WHAT YOU NEED TO DO: Exactly reproduce the entries, dropping any pictures from your copy.

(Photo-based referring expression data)
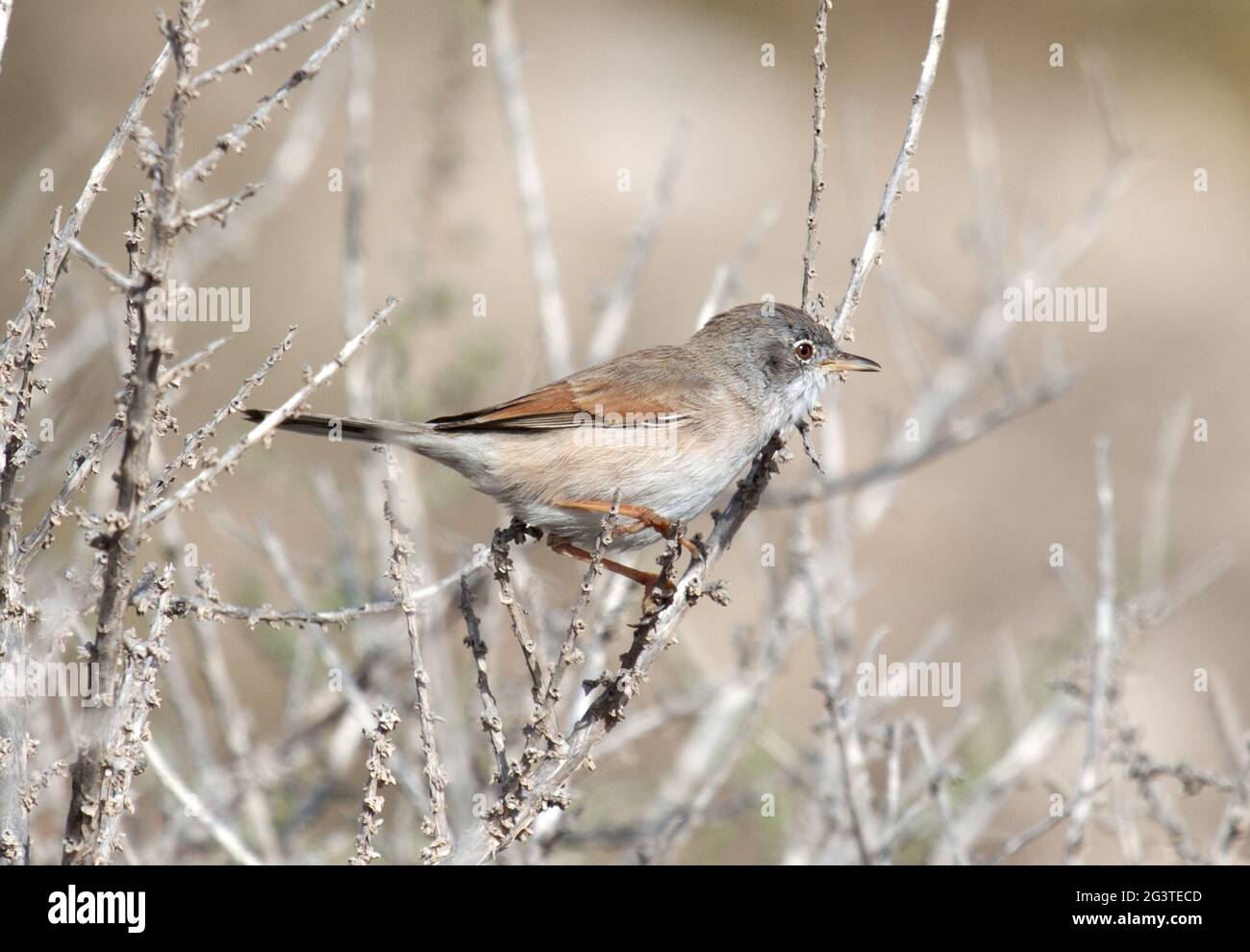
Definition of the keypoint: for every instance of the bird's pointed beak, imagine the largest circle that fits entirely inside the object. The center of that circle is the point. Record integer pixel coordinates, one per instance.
(842, 362)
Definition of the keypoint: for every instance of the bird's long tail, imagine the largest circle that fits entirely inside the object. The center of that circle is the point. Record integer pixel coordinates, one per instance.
(345, 427)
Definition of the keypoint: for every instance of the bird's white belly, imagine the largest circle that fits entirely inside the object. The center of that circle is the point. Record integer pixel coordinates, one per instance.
(675, 480)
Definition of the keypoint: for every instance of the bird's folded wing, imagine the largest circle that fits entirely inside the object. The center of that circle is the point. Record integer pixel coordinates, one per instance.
(641, 388)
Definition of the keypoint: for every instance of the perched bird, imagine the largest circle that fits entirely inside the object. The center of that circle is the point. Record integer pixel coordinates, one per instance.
(667, 427)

ANSWER TO THE PROBLEM:
Definition of the keypoint: for every instance of the bird's pointed beak, imagine the largest circle that fits entirely inside the object. The center of that circle is the point. Record integer pixel coordinates, one per instance.
(842, 362)
Definition of the keypoint: for every instance of the bird's long tail, imagine the largest circle that fits entirely inside the object. The center of that circle is the point. Record integer pixel coordinates, one per instance.
(345, 427)
Definition of the keypoint: for every instance of the bird's white belly, imagine the largest circle that fits entirely inside the object. The center of that circle is the point. Record integer pixel coordinates, one per instance.
(675, 480)
Definition of the keypoint: for every instance of the bird's folded wing, imagine the largest circle that fits entirely inside the object. The center of that circle is the point. Record integer pixel coordinates, one per instance.
(641, 388)
Definition of the keypoint: for every instance of the perched bird, imagine the largest circle that fits entirely inside the object. The center of that circle is the point. Record integer pixel coordinates, one per instance.
(667, 427)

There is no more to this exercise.